▶ [Excerto da página]:
---------------
Toda a gente sabe que as autárquicas não são eleições nacionais, mas também toda a gente repete ou insinua com fervor que, apesar disso, nos dão uma ideia de às quantas andamos. Continuo a pensar que pouco nos dizem. E é preferível que assim seja. De outro modo, o que devemos pensar quando ouvimos os gritos de ‘I-sal-tino, I-sal-tino’ para receber o novo autarca de Oeiras? Que conclusões devemos tirar quando se elogia a famigerada humildade do derrotado Luís Filipe Menezes e se esquece a irresponsabilidade da sua candidatura desligada da realidade nacional? Que mérito tem António Costa quando o seu concorrente directo é ainda mais fraco como político do que como comentador desportivo? Mas apesar de tudo, talvez só no Porto pudemos ver um pouco do futuro que nos espera. Um independente que, apesar de ter apoio partidário, acreditam com alguma ingenuidade ser de sangue e moral novos. Qual será o independente nacional que nos espera?

Bom gosto
Uma notícia no Telegraph chamou a minha atenção para uma realidade que me estava a passar ao lado. Parece que o sucesso de Cinquenta sombras de Grey, que não li, não vou ler e não gosto, fez aumentar as vendas de brinquedos eróticos. Algemas, vibradores, etc, fazem agora parte dos lares de muitas famílias. Muitas, mas não todas. Na pequena cidade de Aberystwyth, no sul de Gales, a única sex shop abriu falência porque não conseguiu vender um único par de cuecas atrevidas aos locais. A proprietária da loja Nice ‘n’ Naughty, Trish Murray, avançou, desolada, para uma explicação: ‘Talvez as pessoas de Aberystwyth não sejam suficientemente perversas’. A perversão está aqui como tradução pouco rigorosa de ‘kinky’, com as minhas desculpas. Penso que Ms Murray pode estar a sobrestimar os produtos que vende e a subestimar os habitantes desta terra de nome impronunciável. Pode ainda dar-se o caso de os aberystwythianos terem bom gosto literário.
---------------
▶ [Excertos de registos]:
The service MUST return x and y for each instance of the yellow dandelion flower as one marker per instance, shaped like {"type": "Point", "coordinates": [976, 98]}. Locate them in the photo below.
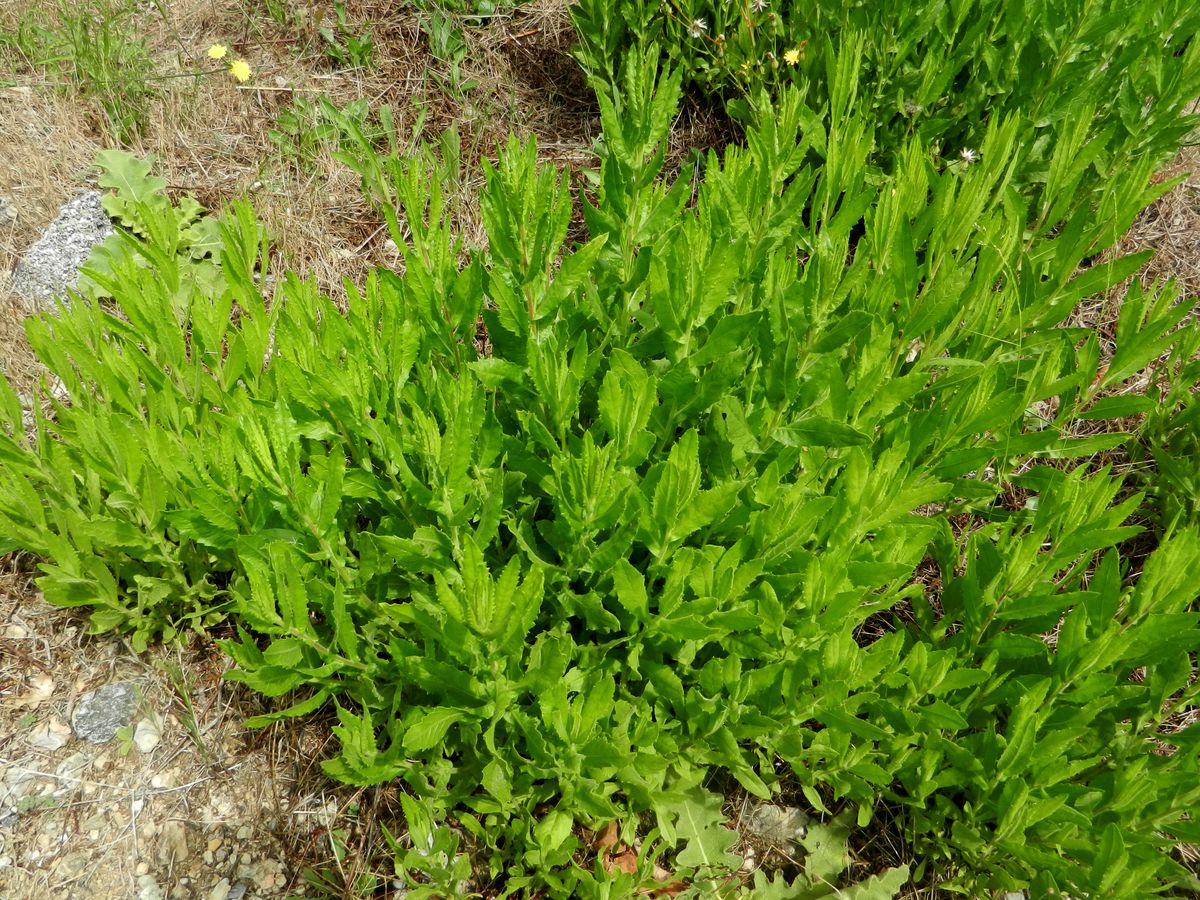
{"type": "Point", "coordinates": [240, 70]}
---------------
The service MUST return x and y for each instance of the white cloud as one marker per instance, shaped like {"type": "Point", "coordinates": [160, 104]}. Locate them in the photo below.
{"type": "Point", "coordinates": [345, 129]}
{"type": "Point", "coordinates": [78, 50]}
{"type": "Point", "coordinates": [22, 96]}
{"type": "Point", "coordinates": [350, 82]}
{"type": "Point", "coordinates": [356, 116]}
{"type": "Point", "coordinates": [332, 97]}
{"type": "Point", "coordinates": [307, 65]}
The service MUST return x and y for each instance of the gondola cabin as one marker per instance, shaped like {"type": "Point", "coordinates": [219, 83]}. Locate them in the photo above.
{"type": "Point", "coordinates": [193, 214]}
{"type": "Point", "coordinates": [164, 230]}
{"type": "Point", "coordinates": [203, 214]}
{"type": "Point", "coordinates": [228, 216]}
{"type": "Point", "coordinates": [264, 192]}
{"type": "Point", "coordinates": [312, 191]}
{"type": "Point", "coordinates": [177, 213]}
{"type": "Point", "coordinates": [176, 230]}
---------------
▶ [Tarefas a resolver]:
1. Reescreve de forma mais breve o parágrafo do texto que começa por "Uma notícia no Telegraph", mantendo os factos principais.
2. Devolve todas as linhas dos registos que contêm a palavra "below", tendo em conta maiúsculas e minúsculas.
Os registos não têm qualquer relação com o texto.

▶ [Respostas às tarefas]:
1. Segundo uma notícia do Telegraph, o sucesso de Cinquenta sombras de Grey, que não li, não vou ler e de que não gosto, fez aumentar as vendas de brinquedos eróticos como algemas e vibradores. Mas em Aberystwyth, no sul de Gales, a única sex shop, a Nice 'n' Naughty, abriu falência sem vender um único par de cuecas atrevidas. A proprietária, Trish Murray, sugeriu que os locais talvez não sejam suficientemente "kinky". Penso que ela sobrestima os produtos que vende e subestima os habitantes, que podem simplesmente ter bom gosto literário.

2.
The service MUST return x and y for each instance of the yellow dandelion flower as one marker per instance, shaped like {"type": "Point", "coordinates": [976, 98]}. Locate them in the photo below.
The service MUST return x and y for each instance of the white cloud as one marker per instance, shaped like {"type": "Point", "coordinates": [160, 104]}. Locate them in the photo below.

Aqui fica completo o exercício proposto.